▸ TASK TO COMPLETE
From the beginning of the rows through the line containing "<point>226,311</point>", swap "large rear wheel" for "big back wheel" and write those lines out again with nothing else changed.

Rows from a dataset on object pointing
┌──
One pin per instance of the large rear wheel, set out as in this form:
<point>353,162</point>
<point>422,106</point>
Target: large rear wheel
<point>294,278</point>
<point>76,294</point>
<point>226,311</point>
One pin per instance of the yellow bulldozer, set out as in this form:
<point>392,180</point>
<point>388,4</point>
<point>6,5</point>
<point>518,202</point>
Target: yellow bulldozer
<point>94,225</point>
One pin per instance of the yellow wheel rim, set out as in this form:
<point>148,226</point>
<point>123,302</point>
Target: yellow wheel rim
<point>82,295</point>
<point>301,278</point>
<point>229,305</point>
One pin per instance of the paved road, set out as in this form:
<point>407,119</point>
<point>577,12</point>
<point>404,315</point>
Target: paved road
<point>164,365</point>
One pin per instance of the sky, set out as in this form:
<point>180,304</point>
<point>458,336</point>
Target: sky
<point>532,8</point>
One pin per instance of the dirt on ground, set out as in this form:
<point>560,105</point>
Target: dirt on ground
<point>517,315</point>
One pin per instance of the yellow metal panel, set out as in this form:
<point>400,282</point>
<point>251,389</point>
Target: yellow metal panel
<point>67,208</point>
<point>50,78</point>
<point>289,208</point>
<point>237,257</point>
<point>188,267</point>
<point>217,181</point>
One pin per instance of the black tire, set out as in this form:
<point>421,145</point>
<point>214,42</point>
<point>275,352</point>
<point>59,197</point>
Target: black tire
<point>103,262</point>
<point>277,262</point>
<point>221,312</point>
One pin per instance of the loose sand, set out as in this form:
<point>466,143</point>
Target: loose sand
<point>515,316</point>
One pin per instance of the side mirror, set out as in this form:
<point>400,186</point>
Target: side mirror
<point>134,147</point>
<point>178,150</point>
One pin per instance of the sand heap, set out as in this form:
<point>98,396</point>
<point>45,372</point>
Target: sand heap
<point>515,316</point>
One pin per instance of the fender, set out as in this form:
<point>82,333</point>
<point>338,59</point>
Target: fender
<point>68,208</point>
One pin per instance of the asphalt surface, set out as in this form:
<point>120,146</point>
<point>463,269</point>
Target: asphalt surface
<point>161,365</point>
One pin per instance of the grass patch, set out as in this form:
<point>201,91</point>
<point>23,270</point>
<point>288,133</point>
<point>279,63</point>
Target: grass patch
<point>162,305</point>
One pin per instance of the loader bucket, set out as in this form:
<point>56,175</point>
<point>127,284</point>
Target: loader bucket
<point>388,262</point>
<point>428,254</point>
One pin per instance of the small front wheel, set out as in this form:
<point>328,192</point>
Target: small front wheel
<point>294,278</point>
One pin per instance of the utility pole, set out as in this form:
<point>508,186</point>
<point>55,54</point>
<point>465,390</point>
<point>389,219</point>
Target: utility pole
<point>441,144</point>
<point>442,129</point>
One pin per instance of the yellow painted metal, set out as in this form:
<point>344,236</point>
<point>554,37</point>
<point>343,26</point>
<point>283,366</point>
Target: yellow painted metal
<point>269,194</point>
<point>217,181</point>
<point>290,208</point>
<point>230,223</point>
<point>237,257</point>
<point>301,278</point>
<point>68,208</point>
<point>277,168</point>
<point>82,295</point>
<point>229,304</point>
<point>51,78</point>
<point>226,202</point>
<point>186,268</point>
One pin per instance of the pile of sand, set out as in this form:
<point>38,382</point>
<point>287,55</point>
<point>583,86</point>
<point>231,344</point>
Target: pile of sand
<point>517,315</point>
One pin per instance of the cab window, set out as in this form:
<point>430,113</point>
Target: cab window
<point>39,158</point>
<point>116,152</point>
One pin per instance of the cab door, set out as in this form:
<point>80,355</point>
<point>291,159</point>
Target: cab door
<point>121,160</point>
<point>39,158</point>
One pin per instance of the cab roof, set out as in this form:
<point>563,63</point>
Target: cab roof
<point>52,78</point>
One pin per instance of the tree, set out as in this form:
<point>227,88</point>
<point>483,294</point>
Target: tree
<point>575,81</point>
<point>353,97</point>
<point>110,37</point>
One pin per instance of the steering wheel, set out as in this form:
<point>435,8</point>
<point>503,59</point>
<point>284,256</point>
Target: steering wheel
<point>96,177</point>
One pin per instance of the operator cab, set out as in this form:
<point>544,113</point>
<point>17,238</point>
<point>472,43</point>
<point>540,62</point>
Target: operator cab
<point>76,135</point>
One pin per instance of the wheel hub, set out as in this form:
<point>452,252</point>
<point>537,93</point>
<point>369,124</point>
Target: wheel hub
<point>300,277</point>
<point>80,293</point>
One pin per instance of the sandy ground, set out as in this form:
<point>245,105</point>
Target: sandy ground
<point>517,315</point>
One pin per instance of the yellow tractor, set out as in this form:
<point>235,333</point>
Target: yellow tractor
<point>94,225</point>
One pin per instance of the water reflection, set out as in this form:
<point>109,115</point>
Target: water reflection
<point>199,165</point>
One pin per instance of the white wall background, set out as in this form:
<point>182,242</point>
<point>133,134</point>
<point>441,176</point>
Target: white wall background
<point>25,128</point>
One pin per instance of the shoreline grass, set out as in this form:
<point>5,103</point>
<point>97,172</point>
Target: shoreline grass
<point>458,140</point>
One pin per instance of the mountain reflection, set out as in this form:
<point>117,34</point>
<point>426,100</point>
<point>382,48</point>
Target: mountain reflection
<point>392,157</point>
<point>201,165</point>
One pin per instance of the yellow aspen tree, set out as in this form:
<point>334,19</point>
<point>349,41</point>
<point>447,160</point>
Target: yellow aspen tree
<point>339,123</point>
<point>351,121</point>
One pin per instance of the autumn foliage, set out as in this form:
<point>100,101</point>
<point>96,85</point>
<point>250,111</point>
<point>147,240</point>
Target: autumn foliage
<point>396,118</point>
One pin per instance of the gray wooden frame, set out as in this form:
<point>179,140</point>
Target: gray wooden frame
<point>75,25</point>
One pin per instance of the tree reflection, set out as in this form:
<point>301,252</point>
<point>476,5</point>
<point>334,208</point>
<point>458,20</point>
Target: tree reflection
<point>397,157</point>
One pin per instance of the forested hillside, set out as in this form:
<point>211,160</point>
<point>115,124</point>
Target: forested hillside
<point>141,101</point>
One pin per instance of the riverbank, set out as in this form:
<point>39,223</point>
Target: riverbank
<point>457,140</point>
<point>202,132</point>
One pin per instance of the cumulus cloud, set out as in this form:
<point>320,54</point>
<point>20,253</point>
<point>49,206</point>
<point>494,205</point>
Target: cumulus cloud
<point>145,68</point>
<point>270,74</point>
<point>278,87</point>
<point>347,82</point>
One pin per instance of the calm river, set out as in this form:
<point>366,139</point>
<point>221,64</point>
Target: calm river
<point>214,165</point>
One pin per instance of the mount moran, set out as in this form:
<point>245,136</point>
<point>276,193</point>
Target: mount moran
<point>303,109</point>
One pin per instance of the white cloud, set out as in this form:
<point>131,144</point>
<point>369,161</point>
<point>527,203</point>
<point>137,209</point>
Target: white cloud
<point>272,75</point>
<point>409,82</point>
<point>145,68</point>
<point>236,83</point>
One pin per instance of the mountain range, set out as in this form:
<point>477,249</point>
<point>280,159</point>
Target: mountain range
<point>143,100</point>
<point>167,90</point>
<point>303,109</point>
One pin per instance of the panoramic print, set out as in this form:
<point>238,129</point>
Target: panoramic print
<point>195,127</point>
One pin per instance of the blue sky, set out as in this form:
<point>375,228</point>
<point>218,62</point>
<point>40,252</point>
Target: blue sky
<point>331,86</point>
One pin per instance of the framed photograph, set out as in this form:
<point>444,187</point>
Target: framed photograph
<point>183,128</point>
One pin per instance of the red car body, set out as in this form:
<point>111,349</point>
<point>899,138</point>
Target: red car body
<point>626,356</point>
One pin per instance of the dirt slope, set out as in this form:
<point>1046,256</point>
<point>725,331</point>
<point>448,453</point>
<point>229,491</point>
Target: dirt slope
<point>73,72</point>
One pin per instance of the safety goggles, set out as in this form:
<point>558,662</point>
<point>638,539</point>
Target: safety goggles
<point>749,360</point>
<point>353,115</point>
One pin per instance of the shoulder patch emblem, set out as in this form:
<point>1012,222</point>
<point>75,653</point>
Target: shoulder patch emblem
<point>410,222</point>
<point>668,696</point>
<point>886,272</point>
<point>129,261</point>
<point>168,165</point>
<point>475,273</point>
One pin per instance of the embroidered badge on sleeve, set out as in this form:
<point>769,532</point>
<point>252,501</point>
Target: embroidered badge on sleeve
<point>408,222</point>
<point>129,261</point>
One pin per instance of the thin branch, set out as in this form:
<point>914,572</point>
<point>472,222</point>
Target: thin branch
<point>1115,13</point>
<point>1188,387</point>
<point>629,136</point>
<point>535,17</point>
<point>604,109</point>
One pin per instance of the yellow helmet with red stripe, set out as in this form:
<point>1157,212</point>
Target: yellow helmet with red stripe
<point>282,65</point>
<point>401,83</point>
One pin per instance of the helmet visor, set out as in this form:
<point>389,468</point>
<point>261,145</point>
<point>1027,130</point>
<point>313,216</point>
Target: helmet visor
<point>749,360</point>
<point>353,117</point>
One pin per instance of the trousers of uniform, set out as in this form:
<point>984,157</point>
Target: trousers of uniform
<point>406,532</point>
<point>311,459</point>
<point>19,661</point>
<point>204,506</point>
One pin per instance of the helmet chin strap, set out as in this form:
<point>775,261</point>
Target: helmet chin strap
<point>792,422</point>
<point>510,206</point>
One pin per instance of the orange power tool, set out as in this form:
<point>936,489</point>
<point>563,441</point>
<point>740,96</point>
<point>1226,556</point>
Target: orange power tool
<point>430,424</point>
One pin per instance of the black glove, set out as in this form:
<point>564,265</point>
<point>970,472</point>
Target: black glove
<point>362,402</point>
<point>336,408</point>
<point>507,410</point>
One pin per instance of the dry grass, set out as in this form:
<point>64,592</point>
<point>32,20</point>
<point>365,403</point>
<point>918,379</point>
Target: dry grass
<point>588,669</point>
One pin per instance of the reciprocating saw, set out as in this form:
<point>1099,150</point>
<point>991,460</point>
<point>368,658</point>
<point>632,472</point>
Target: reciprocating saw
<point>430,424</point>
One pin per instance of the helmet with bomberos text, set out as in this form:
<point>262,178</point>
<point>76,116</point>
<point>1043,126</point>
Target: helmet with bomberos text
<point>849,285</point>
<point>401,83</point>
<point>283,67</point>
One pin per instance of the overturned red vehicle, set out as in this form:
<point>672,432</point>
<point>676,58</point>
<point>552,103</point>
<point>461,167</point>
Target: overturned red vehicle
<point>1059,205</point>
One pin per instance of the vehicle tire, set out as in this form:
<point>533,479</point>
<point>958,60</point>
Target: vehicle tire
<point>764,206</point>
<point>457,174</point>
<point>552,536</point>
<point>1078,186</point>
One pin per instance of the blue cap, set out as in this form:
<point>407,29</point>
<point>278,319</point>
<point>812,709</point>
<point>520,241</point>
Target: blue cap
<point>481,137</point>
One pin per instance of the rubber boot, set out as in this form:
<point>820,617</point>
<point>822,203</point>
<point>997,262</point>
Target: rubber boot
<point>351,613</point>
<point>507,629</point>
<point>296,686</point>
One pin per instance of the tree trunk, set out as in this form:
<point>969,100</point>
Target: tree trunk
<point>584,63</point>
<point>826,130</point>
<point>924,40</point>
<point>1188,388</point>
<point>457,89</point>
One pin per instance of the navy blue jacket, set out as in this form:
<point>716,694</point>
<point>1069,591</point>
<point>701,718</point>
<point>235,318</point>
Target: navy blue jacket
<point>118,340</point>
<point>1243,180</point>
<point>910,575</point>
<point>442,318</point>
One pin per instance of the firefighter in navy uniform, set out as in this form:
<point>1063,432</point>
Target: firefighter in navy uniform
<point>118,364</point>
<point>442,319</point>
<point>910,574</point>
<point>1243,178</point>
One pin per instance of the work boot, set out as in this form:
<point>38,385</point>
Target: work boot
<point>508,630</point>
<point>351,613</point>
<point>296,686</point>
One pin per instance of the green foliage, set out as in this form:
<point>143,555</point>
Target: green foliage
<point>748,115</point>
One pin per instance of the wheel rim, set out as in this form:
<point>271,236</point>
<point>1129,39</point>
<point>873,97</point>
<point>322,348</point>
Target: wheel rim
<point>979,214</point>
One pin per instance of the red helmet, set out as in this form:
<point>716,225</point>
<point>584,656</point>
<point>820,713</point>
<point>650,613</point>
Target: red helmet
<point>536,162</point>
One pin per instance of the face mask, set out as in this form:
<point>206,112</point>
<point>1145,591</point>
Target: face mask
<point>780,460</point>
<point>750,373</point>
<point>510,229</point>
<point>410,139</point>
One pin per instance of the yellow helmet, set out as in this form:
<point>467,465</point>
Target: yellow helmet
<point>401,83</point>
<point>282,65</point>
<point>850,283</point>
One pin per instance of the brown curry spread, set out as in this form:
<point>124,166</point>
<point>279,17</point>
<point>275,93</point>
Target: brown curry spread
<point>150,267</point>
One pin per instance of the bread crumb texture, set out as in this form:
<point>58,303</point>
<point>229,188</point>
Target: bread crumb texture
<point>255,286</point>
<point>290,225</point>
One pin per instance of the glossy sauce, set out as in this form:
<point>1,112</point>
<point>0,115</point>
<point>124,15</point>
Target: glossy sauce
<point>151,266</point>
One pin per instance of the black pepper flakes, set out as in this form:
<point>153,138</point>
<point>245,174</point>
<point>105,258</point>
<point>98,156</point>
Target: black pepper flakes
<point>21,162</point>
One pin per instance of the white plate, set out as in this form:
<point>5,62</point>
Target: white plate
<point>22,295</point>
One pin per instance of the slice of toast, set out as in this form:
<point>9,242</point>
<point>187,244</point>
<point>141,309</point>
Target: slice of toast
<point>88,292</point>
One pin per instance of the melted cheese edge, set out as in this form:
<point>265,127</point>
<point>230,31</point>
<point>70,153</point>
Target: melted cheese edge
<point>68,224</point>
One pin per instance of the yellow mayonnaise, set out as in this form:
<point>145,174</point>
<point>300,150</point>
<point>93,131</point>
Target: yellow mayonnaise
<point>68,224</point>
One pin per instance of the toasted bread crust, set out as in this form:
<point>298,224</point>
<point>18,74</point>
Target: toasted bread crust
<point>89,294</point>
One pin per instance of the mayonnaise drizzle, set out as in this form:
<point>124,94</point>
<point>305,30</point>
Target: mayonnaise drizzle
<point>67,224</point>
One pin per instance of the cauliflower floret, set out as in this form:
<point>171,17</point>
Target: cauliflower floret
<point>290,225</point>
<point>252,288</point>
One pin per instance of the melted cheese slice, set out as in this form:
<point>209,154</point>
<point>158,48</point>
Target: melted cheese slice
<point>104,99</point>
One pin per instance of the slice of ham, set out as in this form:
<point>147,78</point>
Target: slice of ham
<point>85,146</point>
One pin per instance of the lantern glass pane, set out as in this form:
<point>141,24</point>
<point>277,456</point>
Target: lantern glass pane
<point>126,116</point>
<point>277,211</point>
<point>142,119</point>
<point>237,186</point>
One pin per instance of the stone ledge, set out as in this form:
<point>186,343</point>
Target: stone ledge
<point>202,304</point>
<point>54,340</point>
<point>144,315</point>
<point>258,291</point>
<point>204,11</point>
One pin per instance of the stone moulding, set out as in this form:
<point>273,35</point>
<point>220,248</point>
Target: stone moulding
└──
▸ CORRECT ANSWER
One pin per instance of the big back wheel, set out as in this form:
<point>353,162</point>
<point>422,106</point>
Target: big back wheel
<point>294,278</point>
<point>76,294</point>
<point>226,311</point>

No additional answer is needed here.